◆ Extrait fourni ◆
::::::::
Ça a débuté comme ça. Du côté de Saint-Brieuc, dans les Côtes–d’Armor, à Plaine-Haute, canton de Quintin. Un bled paumé qui ne voit jamais la mer. Pour Bernard Pacaud, c’est « une enfance sans château de sable », et « les fondations sont des plus fragiles », sur une terre délicate à cultiver.

Le mouflet grandit avec ses grands-parents maternels, qui ont longtemps travaillé en maison bourgeoise. Jeanne cuisinait, Albert jardinait. Chez eux, servir l’autre, on connaît la chanson. Dans leur petit logis, une ferme sans eau, ils ont gardé leurs habitudes. Jeanne est aux fourneaux, Albert à son potager bichonné. Mine de rien, on vit presque en autonomie. Il y a là des poules, des lapins, des cabris et deux chèvres. Seul divertissement, après la messe, le baby-foot, où l’on apprend, au milieu des arsouillés, l’art du dribble. « Dix buts passent toujours plus vite que la messe en latin. »
::::::::
◆ Lignes de données ◆
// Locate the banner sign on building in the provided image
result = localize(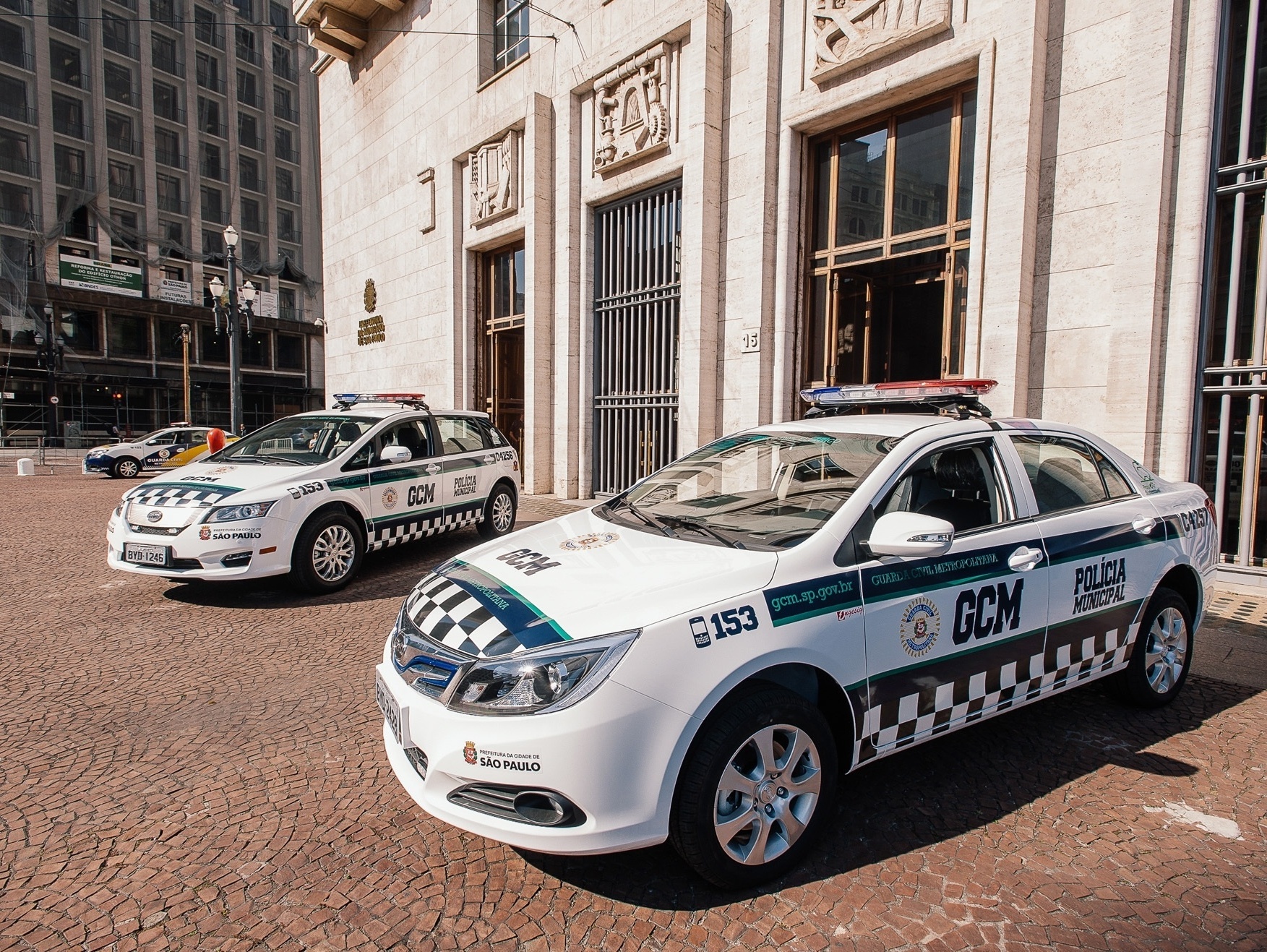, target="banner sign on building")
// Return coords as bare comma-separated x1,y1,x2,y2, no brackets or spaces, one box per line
158,278,194,304
59,254,142,298
251,291,278,317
::::::::
◆ À faire ◆
D'après l'extrait fourni, pourquoi « servir l'autre » est-il une chose bien connue chez les grands-parents maternels ? Répondez en une à trois phrases.

◆ Réponse ◆
Les grands-parents maternels ont longtemps travaillé en maison bourgeoise. Jeanne y était cuisinière et Albert jardinier.